▸ **EXERCISE INSTRUCTIONS**: Reproduce, character for character, the lines in the rows below from the line with "the blue wall" up to and including the line with "pixel 225 193".

▸ **DATASET ENTRIES**:
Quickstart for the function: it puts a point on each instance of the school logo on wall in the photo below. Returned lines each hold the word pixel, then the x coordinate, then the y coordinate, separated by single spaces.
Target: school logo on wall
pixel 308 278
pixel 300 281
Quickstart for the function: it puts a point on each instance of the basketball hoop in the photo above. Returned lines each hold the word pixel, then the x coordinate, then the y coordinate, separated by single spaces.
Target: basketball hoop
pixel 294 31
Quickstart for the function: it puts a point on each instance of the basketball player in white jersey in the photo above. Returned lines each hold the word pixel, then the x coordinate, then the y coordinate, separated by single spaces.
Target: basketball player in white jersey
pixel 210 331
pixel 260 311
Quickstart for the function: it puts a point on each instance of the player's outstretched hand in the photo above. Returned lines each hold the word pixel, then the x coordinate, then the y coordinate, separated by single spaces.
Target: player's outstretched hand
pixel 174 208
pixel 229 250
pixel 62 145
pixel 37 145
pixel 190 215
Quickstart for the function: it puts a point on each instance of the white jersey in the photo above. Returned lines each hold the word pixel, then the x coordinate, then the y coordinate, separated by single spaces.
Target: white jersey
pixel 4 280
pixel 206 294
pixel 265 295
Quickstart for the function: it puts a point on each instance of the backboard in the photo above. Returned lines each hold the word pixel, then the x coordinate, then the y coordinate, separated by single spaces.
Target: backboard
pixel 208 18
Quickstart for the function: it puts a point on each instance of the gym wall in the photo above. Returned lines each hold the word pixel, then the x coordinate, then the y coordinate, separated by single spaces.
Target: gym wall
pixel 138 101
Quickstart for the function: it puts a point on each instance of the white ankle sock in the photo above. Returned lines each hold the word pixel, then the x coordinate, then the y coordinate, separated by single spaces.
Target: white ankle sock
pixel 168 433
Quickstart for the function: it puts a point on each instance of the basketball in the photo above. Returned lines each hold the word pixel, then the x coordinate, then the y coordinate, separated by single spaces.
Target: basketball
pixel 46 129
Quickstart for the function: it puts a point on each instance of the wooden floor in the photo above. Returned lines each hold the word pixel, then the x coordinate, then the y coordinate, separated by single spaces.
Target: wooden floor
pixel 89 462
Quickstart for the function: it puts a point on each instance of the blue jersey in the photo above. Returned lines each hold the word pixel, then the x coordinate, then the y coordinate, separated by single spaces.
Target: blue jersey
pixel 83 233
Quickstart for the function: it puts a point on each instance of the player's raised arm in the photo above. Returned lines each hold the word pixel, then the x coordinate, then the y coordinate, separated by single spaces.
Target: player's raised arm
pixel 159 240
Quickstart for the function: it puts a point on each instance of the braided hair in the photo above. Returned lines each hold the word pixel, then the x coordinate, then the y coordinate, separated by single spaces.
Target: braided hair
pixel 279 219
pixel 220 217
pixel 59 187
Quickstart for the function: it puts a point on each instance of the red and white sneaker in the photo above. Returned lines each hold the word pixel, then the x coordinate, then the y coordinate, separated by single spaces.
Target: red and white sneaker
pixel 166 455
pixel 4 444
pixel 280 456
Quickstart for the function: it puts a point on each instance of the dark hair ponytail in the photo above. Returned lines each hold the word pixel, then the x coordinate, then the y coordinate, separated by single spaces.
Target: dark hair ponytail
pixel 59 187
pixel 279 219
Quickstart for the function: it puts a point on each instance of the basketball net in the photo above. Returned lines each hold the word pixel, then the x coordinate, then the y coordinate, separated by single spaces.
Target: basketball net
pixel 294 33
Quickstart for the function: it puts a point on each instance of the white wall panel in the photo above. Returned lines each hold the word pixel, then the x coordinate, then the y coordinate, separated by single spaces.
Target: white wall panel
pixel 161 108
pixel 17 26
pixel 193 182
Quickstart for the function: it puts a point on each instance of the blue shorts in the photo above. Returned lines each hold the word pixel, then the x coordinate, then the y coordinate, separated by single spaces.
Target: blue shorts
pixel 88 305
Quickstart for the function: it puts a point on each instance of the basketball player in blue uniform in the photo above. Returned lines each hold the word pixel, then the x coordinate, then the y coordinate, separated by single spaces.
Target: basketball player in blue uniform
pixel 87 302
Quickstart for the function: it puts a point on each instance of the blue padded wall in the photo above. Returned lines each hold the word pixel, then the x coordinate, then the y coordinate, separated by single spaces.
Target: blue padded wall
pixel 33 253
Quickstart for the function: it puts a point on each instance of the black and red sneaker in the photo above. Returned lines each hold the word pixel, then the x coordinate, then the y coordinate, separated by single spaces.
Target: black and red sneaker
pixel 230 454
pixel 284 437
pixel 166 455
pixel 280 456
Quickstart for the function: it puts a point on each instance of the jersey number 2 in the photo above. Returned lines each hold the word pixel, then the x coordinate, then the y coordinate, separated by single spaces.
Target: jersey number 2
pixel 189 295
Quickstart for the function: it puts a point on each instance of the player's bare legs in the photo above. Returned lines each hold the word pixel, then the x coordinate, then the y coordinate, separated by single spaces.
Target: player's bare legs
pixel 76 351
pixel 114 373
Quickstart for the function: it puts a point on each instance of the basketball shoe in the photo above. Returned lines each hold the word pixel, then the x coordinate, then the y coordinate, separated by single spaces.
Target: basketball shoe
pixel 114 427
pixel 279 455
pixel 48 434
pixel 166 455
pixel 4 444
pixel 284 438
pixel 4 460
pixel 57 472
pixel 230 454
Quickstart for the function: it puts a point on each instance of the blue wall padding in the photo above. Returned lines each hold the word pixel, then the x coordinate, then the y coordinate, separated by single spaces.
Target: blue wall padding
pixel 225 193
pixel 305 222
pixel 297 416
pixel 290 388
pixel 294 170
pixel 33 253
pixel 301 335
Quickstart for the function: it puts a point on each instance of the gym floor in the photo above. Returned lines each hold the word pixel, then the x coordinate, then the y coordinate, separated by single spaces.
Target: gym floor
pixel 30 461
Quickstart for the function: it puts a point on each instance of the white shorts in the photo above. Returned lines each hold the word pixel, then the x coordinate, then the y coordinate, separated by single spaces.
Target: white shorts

▸ **ANSWER TO THE TASK**:
Quickstart for the function: it puts a point on each instance of the blue wall padding in the photo above. Returned lines each hold the word pixel, then the x coordinate, then the y coordinate, separated by single spaces.
Target: blue wall padding
pixel 225 193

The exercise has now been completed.